• [Stated exercise a]: Which sentences in the comment thread below end with a question mark? List every one.

• [Passage to read]:
<<<<

It does not matter what he said on the tape recording. He is a politician, and everyone knows that politicians do not mean what they say. A perfect defence. "You mean you beleived me? "
Who got banned from the Daily Telegraph, then? Quite an achievement. No names, no pack drill...
He's the Daddy now
Let us hope that his constituents will deselect him.
given it was normal pratice for MP , its no real surprise
I wrote to my MP about Yeo and Deben; "the more I read of the vested interests of people like Yeo and Deben, the more I despair" and this was his response:
" I would stop short of accusing either of corruption but they should (and I suspect do) declare their interests so that any views they express can be contextualised. I hope I’m a moderate in these matters and am pleased therefore that the carbon levy is, apparently, being examined in the context of the autumn statement, particularly since too much of it goes to bail out useless onshore wind farms which, on a good day, yield energy which is much more expensive than the nuclear that I regard as being genuinely green."
The trouble is, their views aren't "contextualised" - as I wrote in my letter quoting a comment from Bishop Hill, "First Yeo then Deben, the renewables industry is rife with vested interests and corruption".
I'll repeat what he said to me when I challenged him in public about a year ago - I asked how he could possibly be regarded as a neutral or even credible authority on climate and energy policies given his financial interests in renewables. His response? -
"It will be a dark day in Parliament when outside financial interests are not allowed."
In other words: Shut up prole!
Absolutely unbelieveable.
However there is still a Police investigation going on isn't there?
In this connection I have a letter from the HoC Commissioner for Standards saying they couldn't investigate Teflon Tim whilst a Police investigation was going on.
I'll pass this on.
He seems to have got away with it by claiming that he was only joking when he said that he had coached a representative of a company he had financial interest in about what to say to his committee.
But he was given this severe ticking off:
“As a senior Member of the House, Mr Yeo should consider more carefully the impact of his comments. I hope he will do so in future.”
The report says:
"There are two aspects of his behaviour, which are linked and which might be thought to damage the reputation of the House" but then goes on to say
"I do not consider that Mr Yeo’s conduct reached the high bar of causing significant damage to the reputation and integrity of the House".
In other words, you have to do something really really bad to break the rules.
In essence this is a let off by insiders, the crucial passage being that the Committee deplores "stings". In other words, they know that what Yeo did was unethical but not illegal, and they are probably all culpable in that. If this mockery of an MP had any decency he would not re-take his highly paid chairmanship owing to this embarrassment, yet everyone knows he will not, and there are not enough MPs ready to make his life a misery. Call this a democracy?

>>>>

• [Provided data]:
<<<<

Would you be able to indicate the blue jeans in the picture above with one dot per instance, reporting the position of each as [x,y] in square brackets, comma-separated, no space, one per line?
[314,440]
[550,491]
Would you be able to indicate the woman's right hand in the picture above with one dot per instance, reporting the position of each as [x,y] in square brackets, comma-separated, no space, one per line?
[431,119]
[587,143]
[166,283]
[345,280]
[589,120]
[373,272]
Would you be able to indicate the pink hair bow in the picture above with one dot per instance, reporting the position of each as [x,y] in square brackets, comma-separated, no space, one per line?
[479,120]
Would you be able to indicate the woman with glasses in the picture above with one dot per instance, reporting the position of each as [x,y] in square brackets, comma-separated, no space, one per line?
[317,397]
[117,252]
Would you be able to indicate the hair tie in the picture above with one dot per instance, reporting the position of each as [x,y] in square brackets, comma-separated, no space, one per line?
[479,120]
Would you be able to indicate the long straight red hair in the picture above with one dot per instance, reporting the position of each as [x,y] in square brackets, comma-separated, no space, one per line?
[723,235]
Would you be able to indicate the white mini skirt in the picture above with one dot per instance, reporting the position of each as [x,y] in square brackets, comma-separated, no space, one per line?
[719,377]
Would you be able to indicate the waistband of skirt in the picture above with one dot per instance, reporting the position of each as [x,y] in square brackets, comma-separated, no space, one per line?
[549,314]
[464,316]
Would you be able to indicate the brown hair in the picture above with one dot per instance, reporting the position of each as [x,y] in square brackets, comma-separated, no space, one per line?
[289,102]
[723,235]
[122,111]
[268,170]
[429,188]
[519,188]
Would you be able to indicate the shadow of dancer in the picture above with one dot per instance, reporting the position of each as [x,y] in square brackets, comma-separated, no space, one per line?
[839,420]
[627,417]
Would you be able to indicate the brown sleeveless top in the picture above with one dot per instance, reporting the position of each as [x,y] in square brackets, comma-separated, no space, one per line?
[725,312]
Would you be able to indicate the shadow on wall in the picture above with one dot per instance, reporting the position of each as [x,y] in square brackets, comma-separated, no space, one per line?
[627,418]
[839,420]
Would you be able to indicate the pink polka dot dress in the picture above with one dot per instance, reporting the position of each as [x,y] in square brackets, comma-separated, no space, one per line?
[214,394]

>>>>

• [Stated exercise b]: Which lines of the records above contain the word "shadow"? Copy each of those lines in full.

• [Worked solution a]:
- "You mean you beleived me?"
- "Who got banned from the Daily Telegraph, then?"
- "His response?"
- "However there is still a Police investigation going on isn't there?"
- "Call this a democracy?"

• [Worked solution b]:
Would you be able to indicate the shadow of dancer in the picture above with one dot per instance, reporting the position of each as [x,y] in square brackets, comma-separated, no space, one per line?
Would you be able to indicate the shadow on wall in the picture above with one dot per instance, reporting the position of each as [x,y] in square brackets, comma-separated, no space, one per line?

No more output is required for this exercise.